Down to the last character, write out the records below.
(Beginning of INFORMATION)
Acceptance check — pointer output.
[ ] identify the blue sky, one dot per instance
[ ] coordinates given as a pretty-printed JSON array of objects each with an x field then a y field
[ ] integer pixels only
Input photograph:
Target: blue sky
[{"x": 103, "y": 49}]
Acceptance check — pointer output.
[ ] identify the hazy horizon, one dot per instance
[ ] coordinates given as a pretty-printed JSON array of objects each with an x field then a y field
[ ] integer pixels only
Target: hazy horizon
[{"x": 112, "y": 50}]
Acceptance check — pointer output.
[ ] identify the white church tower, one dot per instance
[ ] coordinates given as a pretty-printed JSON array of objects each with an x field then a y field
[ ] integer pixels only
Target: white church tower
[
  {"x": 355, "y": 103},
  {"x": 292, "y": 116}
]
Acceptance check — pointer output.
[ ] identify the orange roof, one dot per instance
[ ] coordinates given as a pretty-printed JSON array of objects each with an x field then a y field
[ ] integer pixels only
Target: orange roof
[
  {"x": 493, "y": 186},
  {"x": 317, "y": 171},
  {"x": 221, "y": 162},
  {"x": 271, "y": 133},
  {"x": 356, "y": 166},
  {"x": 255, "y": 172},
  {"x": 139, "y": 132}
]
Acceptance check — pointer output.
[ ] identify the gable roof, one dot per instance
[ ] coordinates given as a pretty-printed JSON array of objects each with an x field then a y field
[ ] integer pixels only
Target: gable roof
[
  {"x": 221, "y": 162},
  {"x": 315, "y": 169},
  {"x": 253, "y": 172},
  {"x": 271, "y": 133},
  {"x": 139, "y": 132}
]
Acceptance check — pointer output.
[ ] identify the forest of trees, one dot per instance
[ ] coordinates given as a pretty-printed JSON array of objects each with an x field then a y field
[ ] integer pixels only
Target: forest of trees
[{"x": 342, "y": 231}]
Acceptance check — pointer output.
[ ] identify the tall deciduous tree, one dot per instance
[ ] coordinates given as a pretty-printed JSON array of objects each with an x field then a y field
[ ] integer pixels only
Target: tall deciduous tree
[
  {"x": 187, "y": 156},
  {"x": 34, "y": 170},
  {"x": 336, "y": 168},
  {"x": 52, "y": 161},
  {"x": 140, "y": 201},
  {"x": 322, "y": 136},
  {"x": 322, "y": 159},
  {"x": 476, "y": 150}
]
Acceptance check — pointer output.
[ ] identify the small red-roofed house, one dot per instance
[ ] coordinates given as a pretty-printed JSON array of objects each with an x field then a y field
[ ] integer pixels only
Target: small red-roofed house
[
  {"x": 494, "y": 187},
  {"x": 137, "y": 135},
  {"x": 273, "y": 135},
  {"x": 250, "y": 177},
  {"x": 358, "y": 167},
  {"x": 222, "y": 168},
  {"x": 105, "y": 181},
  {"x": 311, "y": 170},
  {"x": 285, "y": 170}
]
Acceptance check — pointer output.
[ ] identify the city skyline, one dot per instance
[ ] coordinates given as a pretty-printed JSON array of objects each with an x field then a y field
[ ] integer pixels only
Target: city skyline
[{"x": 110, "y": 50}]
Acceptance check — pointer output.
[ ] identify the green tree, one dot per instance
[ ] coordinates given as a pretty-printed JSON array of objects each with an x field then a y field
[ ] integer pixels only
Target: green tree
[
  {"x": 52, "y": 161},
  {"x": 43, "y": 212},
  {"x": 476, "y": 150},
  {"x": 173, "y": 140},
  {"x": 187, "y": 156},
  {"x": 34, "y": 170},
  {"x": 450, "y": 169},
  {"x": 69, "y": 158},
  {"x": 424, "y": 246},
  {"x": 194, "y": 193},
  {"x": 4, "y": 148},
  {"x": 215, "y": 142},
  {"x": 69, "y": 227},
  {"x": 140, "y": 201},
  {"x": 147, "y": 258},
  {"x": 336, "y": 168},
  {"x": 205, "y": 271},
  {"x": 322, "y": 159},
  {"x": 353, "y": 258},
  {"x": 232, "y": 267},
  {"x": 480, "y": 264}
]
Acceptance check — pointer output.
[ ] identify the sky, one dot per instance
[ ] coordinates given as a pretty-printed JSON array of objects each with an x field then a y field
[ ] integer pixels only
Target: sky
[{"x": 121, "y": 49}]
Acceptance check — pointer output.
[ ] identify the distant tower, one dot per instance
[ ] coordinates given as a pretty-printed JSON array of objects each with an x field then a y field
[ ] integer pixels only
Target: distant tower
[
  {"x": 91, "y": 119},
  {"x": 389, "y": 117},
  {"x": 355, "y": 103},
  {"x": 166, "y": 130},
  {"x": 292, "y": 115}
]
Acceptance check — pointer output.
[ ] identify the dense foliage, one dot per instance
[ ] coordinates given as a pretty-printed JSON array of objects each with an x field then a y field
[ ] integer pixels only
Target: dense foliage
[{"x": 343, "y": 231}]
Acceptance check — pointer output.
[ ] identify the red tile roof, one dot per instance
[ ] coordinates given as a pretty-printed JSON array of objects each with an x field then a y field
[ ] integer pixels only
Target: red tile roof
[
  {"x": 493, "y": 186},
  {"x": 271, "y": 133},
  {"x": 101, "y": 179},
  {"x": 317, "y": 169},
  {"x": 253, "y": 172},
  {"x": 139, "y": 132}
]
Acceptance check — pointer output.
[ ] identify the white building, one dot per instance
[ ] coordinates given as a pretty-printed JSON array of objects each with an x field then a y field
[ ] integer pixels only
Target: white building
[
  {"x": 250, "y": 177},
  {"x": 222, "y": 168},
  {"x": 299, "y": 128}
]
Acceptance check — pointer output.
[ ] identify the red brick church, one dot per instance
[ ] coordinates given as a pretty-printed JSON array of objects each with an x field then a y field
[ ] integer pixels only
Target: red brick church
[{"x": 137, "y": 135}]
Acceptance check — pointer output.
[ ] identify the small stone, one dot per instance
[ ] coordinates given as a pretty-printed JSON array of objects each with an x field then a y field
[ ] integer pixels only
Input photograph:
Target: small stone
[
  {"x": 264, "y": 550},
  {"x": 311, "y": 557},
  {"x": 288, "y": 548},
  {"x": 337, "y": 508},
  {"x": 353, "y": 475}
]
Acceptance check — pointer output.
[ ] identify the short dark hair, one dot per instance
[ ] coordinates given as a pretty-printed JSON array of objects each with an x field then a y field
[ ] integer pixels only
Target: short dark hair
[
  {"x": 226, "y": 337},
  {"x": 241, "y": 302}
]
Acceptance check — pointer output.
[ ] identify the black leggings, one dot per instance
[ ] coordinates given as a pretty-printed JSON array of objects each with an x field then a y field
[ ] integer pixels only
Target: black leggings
(End of INFORMATION)
◆ **WRITTEN RESPONSE**
Acceptance check — pointer output.
[ ] identify the blue sky, one dot per instance
[ ] coordinates given as a pretty-printed JSON array of objects each with an x field then a y field
[ ] integer pixels only
Input photograph:
Target: blue sky
[{"x": 103, "y": 49}]
Acceptance check — pointer output.
[ ] identify the hazy horizon, one dot per instance
[ ] coordinates given as a pretty-printed JSON array of objects each with an x field then a y field
[ ] integer pixels only
Target: hazy horizon
[{"x": 112, "y": 50}]
Acceptance check — pointer output.
[ ] identify the white church tower, one dot per instance
[ ] coordinates given as a pretty-printed JSON array of objects each with an x field then a y field
[ ] integer pixels only
Target: white church tower
[
  {"x": 355, "y": 103},
  {"x": 292, "y": 116}
]
Acceptance check — pointer output.
[ ] identify the orange roof, one dot per instance
[ ] coordinates given as a pretty-printed JSON array of objects each with an x field then a y field
[ ] integer pixels only
Target: orange roof
[
  {"x": 493, "y": 186},
  {"x": 317, "y": 171},
  {"x": 221, "y": 162},
  {"x": 271, "y": 133},
  {"x": 356, "y": 166},
  {"x": 255, "y": 172},
  {"x": 139, "y": 132}
]
Acceptance check — pointer output.
[ ] identify the gable roof, one dot per instance
[ ] coordinates given as a pretty-printed JSON array of objects each with an x field then a y field
[ ] integer pixels only
Target: gable roof
[
  {"x": 221, "y": 162},
  {"x": 315, "y": 169},
  {"x": 253, "y": 172},
  {"x": 271, "y": 133},
  {"x": 139, "y": 132}
]
Acceptance check — pointer output.
[ ] identify the forest of trees, one dot per instance
[ ] coordinates given as a pretty-printed JSON array of objects each with an x field then a y field
[ ] integer pixels only
Target: forest of trees
[{"x": 342, "y": 231}]
Acceptance check — pointer output.
[ ] identify the tall deciduous tree, one dot per instance
[ ] coordinates given as a pretty-printed JSON array of objects each with an x field then a y field
[ ] integer pixels only
Target: tall deciduous tree
[
  {"x": 187, "y": 156},
  {"x": 34, "y": 170},
  {"x": 336, "y": 168},
  {"x": 52, "y": 161},
  {"x": 140, "y": 201},
  {"x": 322, "y": 136},
  {"x": 322, "y": 159},
  {"x": 476, "y": 150}
]
Acceptance check — pointer output.
[ ] identify the small red-roofed house, one dot per instance
[ ] coordinates given as a pretty-printed JSON array of objects each with an x field then a y field
[ ] integer pixels only
Target: small red-roofed house
[
  {"x": 494, "y": 187},
  {"x": 137, "y": 135},
  {"x": 273, "y": 135},
  {"x": 250, "y": 177},
  {"x": 358, "y": 167},
  {"x": 222, "y": 168},
  {"x": 105, "y": 181},
  {"x": 311, "y": 170},
  {"x": 285, "y": 170}
]
Acceptance check — pointer output.
[ ] identify the city skyline, one dot per instance
[ ] coordinates given as a pretty-printed JSON array of objects each with an x field then a y field
[ ] integer pixels only
Target: city skyline
[{"x": 110, "y": 50}]
Acceptance check — pointer output.
[ ] identify the green tree, one dot per instance
[ ] coordinates given as a pretty-printed JSON array of objects each with an x field then a y field
[ ] integer pixels only
Target: green tree
[
  {"x": 52, "y": 161},
  {"x": 43, "y": 212},
  {"x": 476, "y": 150},
  {"x": 173, "y": 140},
  {"x": 187, "y": 156},
  {"x": 34, "y": 170},
  {"x": 450, "y": 169},
  {"x": 69, "y": 158},
  {"x": 424, "y": 246},
  {"x": 194, "y": 193},
  {"x": 4, "y": 148},
  {"x": 215, "y": 142},
  {"x": 69, "y": 227},
  {"x": 140, "y": 201},
  {"x": 147, "y": 258},
  {"x": 336, "y": 168},
  {"x": 205, "y": 271},
  {"x": 322, "y": 159},
  {"x": 353, "y": 258},
  {"x": 232, "y": 267},
  {"x": 480, "y": 264}
]
Acceptance check — pointer output.
[ ] identify the sky, one dot per instance
[ ] coordinates given as a pretty-printed JSON array of objects each with an x field then a y field
[ ] integer pixels only
Target: sky
[{"x": 121, "y": 49}]
Acceptance check — pointer output.
[ ] identify the distant tower, one dot per instance
[ ] coordinates given as a pretty-printed JSON array of objects each with an x field then a y field
[ ] integer pixels only
Target: distant tower
[
  {"x": 91, "y": 119},
  {"x": 389, "y": 117},
  {"x": 355, "y": 103},
  {"x": 166, "y": 130},
  {"x": 292, "y": 115}
]
Acceptance check — pointer output.
[ ] identify the dense foliage, one dot per instance
[ ] coordinates given as a pretty-printed JSON array of objects each with an x field then a y field
[ ] integer pixels only
Target: dense foliage
[{"x": 343, "y": 231}]
Acceptance check — pointer output.
[ ] identify the red tile roof, one dot per instance
[ ] coordinates given as a pretty-printed JSON array of objects each with an x field then a y field
[ ] integer pixels only
Target: red tile roof
[
  {"x": 493, "y": 186},
  {"x": 271, "y": 133},
  {"x": 101, "y": 179},
  {"x": 317, "y": 169},
  {"x": 253, "y": 172},
  {"x": 139, "y": 132}
]
Acceptance check — pointer output.
[ ] identify the white building, one dot per instance
[ ] coordinates given as a pretty-printed JSON array of objects each with an x field then a y field
[ ] integer pixels only
Target: white building
[
  {"x": 250, "y": 177},
  {"x": 222, "y": 168},
  {"x": 299, "y": 128}
]
Acceptance check — pointer output.
[ ] identify the red brick church, one dot per instance
[ ] coordinates given as a pretty-printed JSON array of objects each with an x field then a y field
[ ] integer pixels only
Target: red brick church
[{"x": 137, "y": 135}]
Acceptance check — pointer output.
[ ] identify the small stone, one dot per instance
[ ] coordinates given as a pretty-printed JSON array of objects each with an x field then a y field
[ ] integer pixels only
Input photograph:
Target: small stone
[
  {"x": 264, "y": 550},
  {"x": 311, "y": 557},
  {"x": 288, "y": 548},
  {"x": 337, "y": 508},
  {"x": 353, "y": 475}
]
Acceptance check — pointer output.
[ ] identify the short dark hair, one dot per instance
[ ] coordinates given as a pretty-printed JSON array of objects each with an x field then a y field
[ ] integer pixels only
Target: short dark hair
[
  {"x": 226, "y": 337},
  {"x": 241, "y": 302}
]
Acceptance check — pointer output.
[ ] identify the black leggings, one dot per instance
[ ] coordinates given as a pretty-printed JSON array of objects each with an x field then a y field
[ ] integer pixels only
Target: black leggings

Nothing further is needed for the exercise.